What the task asks: Each record must be reproduced exactly as it is shown.
------------------------------------------------------------
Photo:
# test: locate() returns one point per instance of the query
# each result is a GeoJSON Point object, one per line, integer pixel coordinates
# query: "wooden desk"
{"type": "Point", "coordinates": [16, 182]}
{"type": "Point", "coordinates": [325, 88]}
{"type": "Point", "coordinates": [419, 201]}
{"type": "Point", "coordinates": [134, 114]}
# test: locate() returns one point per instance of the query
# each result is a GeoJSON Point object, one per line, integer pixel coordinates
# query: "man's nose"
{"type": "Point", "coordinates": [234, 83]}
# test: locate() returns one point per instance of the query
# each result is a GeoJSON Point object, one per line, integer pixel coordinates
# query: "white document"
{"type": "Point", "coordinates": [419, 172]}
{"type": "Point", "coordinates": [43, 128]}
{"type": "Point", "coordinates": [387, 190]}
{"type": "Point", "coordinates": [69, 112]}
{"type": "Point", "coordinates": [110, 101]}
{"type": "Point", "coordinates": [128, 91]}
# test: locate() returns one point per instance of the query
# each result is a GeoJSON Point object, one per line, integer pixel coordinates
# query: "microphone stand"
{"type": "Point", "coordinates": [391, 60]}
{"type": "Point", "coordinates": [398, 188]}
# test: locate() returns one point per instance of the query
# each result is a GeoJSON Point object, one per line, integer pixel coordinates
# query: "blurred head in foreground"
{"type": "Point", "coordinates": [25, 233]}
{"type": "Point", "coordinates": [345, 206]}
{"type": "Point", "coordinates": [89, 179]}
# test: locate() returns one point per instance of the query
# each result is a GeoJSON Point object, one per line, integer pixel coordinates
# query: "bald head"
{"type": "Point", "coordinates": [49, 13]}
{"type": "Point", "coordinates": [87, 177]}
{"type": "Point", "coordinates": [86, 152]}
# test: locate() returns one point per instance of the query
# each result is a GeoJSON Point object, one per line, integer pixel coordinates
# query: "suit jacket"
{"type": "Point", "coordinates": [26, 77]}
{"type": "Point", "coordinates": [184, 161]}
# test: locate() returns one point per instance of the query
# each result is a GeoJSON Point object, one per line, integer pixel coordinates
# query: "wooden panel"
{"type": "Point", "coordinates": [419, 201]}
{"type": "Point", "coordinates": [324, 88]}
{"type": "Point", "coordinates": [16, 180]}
------------------------------------------------------------
Reply:
Photo:
# test: locate() returns one point per instance of the query
# each result is a GeoJSON Point object, one per line, integer pixel coordinates
# query: "wooden desk"
{"type": "Point", "coordinates": [16, 182]}
{"type": "Point", "coordinates": [325, 88]}
{"type": "Point", "coordinates": [419, 201]}
{"type": "Point", "coordinates": [134, 114]}
# test: locate() returns one point per instance of the query
# each result is a GeoJSON Point object, one per line, integer pixel coordinates
# query: "man's nose"
{"type": "Point", "coordinates": [234, 83]}
# test: locate() returns one point per instance of the query
# each result is a GeoJSON Point object, one per line, integer pixel coordinates
# query: "white document"
{"type": "Point", "coordinates": [419, 172]}
{"type": "Point", "coordinates": [43, 128]}
{"type": "Point", "coordinates": [387, 190]}
{"type": "Point", "coordinates": [69, 112]}
{"type": "Point", "coordinates": [110, 101]}
{"type": "Point", "coordinates": [128, 91]}
# test: locate() returns one point per instance of the query
# each result is a GeoJSON Point object, one per line, integer pixel coordinates
# query: "microphone stand"
{"type": "Point", "coordinates": [391, 60]}
{"type": "Point", "coordinates": [398, 188]}
# test: locate() returns one point per instance of the query
# each result is a GeoJSON Point object, one per line, integer pixel coordinates
# query: "blurred head in foreground"
{"type": "Point", "coordinates": [25, 233]}
{"type": "Point", "coordinates": [345, 206]}
{"type": "Point", "coordinates": [89, 179]}
# test: locate() returns one point per instance of the query
# each result is a GeoJSON Point object, one per line, integer pixel coordinates
# query: "bald head"
{"type": "Point", "coordinates": [49, 13]}
{"type": "Point", "coordinates": [87, 177]}
{"type": "Point", "coordinates": [86, 152]}
# test: locate() returns one point per instance of the query
# each result is a GeoJSON Point object, one per line, integer pixel coordinates
# query: "suit jacket"
{"type": "Point", "coordinates": [26, 77]}
{"type": "Point", "coordinates": [184, 161]}
# test: locate() returns one point per instance of the query
# each result is a GeoJSON Point object, one per line, integer pixel coordinates
# query: "wooden panel"
{"type": "Point", "coordinates": [419, 201]}
{"type": "Point", "coordinates": [324, 88]}
{"type": "Point", "coordinates": [16, 180]}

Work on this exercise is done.